**Requirement**
For the listing that follows, give again exactly the lines from the one with "In every <instance>" to the one with "box: [118, 41, 191, 70]", including both.

Start of Information shown

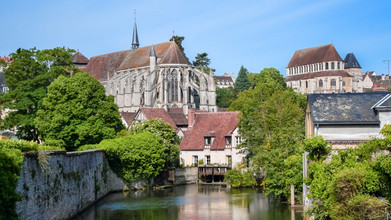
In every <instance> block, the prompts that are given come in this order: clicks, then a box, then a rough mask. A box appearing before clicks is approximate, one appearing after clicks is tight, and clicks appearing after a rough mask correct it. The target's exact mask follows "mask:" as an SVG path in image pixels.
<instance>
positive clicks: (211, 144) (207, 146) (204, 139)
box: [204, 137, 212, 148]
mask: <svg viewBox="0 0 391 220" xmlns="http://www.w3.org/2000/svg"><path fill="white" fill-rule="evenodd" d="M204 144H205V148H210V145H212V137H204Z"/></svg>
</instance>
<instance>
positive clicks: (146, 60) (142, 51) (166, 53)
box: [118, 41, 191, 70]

End of Information shown
Start of Information shown

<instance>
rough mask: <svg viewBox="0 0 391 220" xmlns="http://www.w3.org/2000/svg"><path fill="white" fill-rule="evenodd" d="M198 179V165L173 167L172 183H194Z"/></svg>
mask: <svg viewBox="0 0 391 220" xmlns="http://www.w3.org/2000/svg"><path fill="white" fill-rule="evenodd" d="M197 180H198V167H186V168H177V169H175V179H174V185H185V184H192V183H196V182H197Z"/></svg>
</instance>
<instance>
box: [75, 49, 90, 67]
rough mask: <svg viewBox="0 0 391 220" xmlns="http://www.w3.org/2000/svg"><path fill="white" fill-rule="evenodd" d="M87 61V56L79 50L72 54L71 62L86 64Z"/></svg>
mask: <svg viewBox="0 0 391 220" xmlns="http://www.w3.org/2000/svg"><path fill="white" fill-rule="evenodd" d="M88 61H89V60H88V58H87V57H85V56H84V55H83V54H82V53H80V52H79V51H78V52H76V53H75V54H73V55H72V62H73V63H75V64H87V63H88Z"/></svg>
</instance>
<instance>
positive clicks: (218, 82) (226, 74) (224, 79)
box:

End of Information shown
Start of Information shown

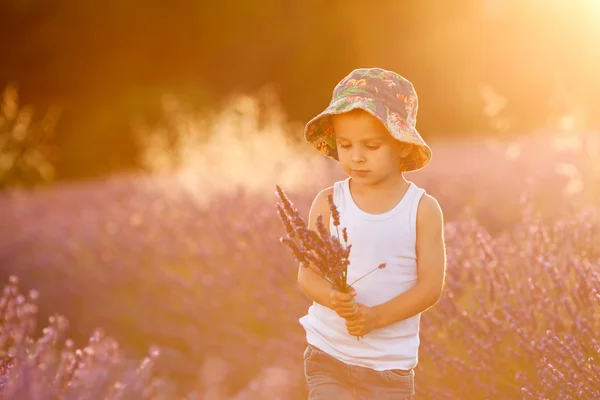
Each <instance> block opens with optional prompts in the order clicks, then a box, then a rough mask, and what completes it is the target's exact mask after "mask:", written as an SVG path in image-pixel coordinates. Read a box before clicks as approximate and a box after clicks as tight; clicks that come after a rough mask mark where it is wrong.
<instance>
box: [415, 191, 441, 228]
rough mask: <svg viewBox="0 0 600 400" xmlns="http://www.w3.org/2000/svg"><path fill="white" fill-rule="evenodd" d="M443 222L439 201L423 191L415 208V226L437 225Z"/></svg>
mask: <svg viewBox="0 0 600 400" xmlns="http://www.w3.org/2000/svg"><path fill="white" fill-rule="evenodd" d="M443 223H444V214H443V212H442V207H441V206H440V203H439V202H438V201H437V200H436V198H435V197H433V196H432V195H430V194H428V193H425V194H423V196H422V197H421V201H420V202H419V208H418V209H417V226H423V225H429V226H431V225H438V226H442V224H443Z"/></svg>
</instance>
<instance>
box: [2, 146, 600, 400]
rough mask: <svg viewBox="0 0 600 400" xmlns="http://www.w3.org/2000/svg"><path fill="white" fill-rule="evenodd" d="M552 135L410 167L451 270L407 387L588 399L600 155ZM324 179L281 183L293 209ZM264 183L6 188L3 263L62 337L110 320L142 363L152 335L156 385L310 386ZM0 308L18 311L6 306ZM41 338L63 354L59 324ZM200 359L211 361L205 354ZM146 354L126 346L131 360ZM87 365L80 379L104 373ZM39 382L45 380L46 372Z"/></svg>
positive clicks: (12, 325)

End of Information shown

**Result for this exercise**
In every <instance> block, the prompts that are given come in this order: clicks, then a box, then a rough mask. A box appearing before clicks is approximate, one appearing after clicks is tight, and clicks appearing after a rough mask correct it. The target's exact mask follows "mask:" as an SVG path in image pixels.
<instance>
positive clicks: (211, 144) (207, 146) (204, 139)
box: [204, 137, 212, 148]
mask: <svg viewBox="0 0 391 220" xmlns="http://www.w3.org/2000/svg"><path fill="white" fill-rule="evenodd" d="M204 144H205V148H210V145H212V137H204Z"/></svg>
</instance>
<instance>
positive clicks: (146, 60) (142, 51) (166, 53)
box: [118, 41, 191, 70]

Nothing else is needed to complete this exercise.